Write out the records below word for word, please.

→ Point-per-instance localization data:
++++++++++++++++++++
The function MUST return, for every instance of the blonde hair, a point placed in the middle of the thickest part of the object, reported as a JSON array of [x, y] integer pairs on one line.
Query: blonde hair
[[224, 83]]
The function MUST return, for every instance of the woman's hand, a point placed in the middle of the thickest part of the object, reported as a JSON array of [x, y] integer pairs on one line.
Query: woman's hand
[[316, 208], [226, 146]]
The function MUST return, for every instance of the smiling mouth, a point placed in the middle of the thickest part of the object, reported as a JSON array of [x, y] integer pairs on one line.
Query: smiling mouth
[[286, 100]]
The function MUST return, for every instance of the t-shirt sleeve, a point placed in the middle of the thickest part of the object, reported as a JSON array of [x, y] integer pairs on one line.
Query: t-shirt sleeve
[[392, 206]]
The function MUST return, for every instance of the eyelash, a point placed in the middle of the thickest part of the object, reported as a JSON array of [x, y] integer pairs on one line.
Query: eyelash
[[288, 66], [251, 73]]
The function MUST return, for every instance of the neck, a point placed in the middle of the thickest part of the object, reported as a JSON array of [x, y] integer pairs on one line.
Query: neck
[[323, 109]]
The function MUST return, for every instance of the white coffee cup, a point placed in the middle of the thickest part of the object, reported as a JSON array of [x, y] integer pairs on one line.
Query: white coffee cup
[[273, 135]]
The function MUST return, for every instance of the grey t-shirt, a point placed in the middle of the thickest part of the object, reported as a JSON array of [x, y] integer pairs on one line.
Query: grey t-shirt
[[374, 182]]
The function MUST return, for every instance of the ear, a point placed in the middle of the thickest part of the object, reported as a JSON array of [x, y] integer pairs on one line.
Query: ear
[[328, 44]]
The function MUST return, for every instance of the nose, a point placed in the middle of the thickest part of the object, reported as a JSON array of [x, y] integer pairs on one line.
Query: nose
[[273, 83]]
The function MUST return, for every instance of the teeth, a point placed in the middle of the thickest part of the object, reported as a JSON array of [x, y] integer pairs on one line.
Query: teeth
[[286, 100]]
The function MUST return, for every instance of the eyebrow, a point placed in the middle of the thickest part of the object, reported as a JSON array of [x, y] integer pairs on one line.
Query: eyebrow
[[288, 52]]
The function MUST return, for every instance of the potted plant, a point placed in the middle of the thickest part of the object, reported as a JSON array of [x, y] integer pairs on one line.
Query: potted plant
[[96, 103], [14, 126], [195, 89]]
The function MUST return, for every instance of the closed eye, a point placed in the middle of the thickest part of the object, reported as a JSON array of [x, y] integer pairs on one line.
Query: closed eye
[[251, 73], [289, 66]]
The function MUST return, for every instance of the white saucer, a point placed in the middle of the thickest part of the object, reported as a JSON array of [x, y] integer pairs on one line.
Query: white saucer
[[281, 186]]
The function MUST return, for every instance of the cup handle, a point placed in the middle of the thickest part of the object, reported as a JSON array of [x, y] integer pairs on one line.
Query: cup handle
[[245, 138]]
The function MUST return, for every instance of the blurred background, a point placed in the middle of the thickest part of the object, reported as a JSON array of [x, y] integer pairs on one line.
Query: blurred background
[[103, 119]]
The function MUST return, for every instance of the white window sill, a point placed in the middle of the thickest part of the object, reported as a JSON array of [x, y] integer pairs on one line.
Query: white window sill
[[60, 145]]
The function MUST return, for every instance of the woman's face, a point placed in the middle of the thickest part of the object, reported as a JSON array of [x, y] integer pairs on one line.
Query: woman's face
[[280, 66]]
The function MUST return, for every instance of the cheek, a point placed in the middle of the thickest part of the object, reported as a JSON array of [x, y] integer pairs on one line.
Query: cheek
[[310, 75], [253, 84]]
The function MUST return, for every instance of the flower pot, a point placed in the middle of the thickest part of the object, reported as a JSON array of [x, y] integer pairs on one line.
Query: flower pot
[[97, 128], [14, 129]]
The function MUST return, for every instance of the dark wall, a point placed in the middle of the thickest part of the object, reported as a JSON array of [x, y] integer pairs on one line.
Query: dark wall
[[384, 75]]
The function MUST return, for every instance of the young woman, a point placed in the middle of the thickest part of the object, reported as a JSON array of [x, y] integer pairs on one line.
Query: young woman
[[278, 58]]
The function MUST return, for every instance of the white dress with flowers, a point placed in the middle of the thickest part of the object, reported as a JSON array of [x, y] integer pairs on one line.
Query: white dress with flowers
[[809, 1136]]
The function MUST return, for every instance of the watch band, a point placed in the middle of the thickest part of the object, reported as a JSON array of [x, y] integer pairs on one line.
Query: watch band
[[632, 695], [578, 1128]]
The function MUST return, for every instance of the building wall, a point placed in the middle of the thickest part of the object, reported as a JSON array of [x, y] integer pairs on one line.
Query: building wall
++++++++++++++++++++
→ Result for this exercise:
The function MUST return, for every instance of the blonde hair, a point placed in the middle of the thickest part of the object, reported as a JSON array of [x, y] integer pairs on one line.
Query: blonde hair
[[224, 83]]
The function MUST return, for every instance of the woman's hand, a point placed in the middle of the thickest part of the object, reported as a JSON array of [x, y] integer pairs on one line.
Query: woman's hand
[[316, 208], [226, 146]]
The function MUST return, for every instance of the smiling mouth, a point placed in the middle of the thickest part of the object, reported as a JSON array of [x, y] integer pairs on one line.
Query: smiling mouth
[[286, 100]]
The function MUST return, for every instance of the t-shirt sleeve, a point placed in the middle of the thickest part of the object, reported as a JSON array of [x, y] integer pairs on one line.
Query: t-shirt sleeve
[[392, 206]]
The function MUST return, for every instance of the eyelash, a point placed in the middle of the thickest part of the object, reported as a JSON array of [x, y] integer pairs on one line.
Query: eyelash
[[288, 66], [251, 73]]
The function MUST return, for every instance of the neck, a point placed in the middle of the thickest part of the object, reported as a JSON array of [x, y] integer pairs on one line.
Query: neck
[[323, 109]]
The function MUST return, for every instance of the white coffee cup, a point placed in the middle of the thickest part of the object, reported as a JSON array of [x, y] integer pairs on one line.
Query: white coffee cup
[[273, 135]]
The function MUST return, for every instance of the grey t-shirt, a point placed in the middle of the thickest part of the object, reported as a JSON array of [x, y] integer pairs on one line.
Query: grey t-shirt
[[374, 182]]
The function MUST return, for every instance of the ear, a point placed in the middle of the thickest part of the object, reported as a JSON array of [x, y] integer pairs on one line.
Query: ear
[[328, 44]]
The function MUST return, for every instance of the nose, a point placed in the middle of the thickest part of the object, reported as a JSON array of [x, y] integer pairs on one line.
Query: nose
[[273, 83]]
The function MUST return, for every instance of the teeth, a point placed in the middle of the thickest part of the object, reported as a JSON array of [x, y] integer pairs on one line.
Query: teeth
[[286, 100]]
The function MUST return, for every instance of the eyebrow, a point placed in the middle of the thickest part of the object, reported as a JSON array of [x, y] integer pairs on one line.
Query: eyebrow
[[288, 52]]
The function MUST return, for every instance of the potted plant, a point placed in the middle of the thickest part of the object, reported as a JSON array of [x, y] integer pairs on one line.
Query: potted plant
[[96, 103], [14, 126], [195, 89]]
The function MUST return, for every instance of the closed eye, a point placed in the middle of the thickest part of the object, reported as a JSON array of [x, y] integer pairs on one line.
Query: closed eye
[[251, 73], [289, 66]]
The function MUST return, for every instance of the white saucer, a point placed in the middle of the thickest part of the object, reported as a JSON array of [x, y] integer pairs on one line.
Query: white saucer
[[281, 186]]
The function MUST return, for every instance of the cup handle, a point placed in the middle of the thickest part of the object, reported as a JSON array of [x, y] integer pairs on one line.
Query: cup handle
[[245, 138]]
The function MUST return, for every instance of the blurred background, a point placed in the middle of the thickest part of the object, reported as a JSON array of [x, y] integer pairs on one line.
Query: blurred background
[[103, 119]]
The function MUST return, for every instance of the white window sill, a point placed in the middle of the thickest part of the object, reported as a JSON array of [x, y] integer pairs on one line.
Query: white window sill
[[60, 145]]
The function MUST return, for every instance of the woman's face, a point placed in the middle of the thickest part of the object, reported as a JSON array of [x, y] integer pairs on one line.
Query: woman's face
[[280, 66]]
The function MUST return, for every instance of the cheek, a point placed in the middle of the thickest part of the object, reported as a JSON array of [x, y] integer pairs on one line.
Query: cheek
[[310, 75], [253, 84]]
The function MUST return, for every instance of the flower pot, a point placed in the middle of the thickest part of the object, reported as a JSON array of [x, y] integer pairs on one line.
Query: flower pot
[[97, 128], [14, 129]]
The function MUST return, for every instance of the dark wall, a point placed in the middle of the thickest part of the object, reported as a JSON array of [x, y] integer pairs on one line.
Query: dark wall
[[384, 75]]
The function MUST return, for every instance of the young woman, a point placed in the middle of the thickest part of the object, reported as a JSON array of [x, y] integer pairs on one line.
Query: young woman
[[278, 58]]
The function MUST return, for every instance of the white dress with flowers, a point placed in the middle of the thickest part of the object, reported as a JSON array of [x, y] integer pairs on one line.
Query: white dress with flowers
[[809, 1136]]
The function MUST return, for every instance of the watch band, a point placed in the middle of the thickest part of the object, reported as a JSON array of [x, y] integer pairs on one line.
Query: watch band
[[632, 695], [578, 1128]]
The function MUST return, for every instance of the building wall, a point placed in the middle of the thickest part of the object, reported as a JSON array of [x, y] integer pairs on one line.
Query: building wall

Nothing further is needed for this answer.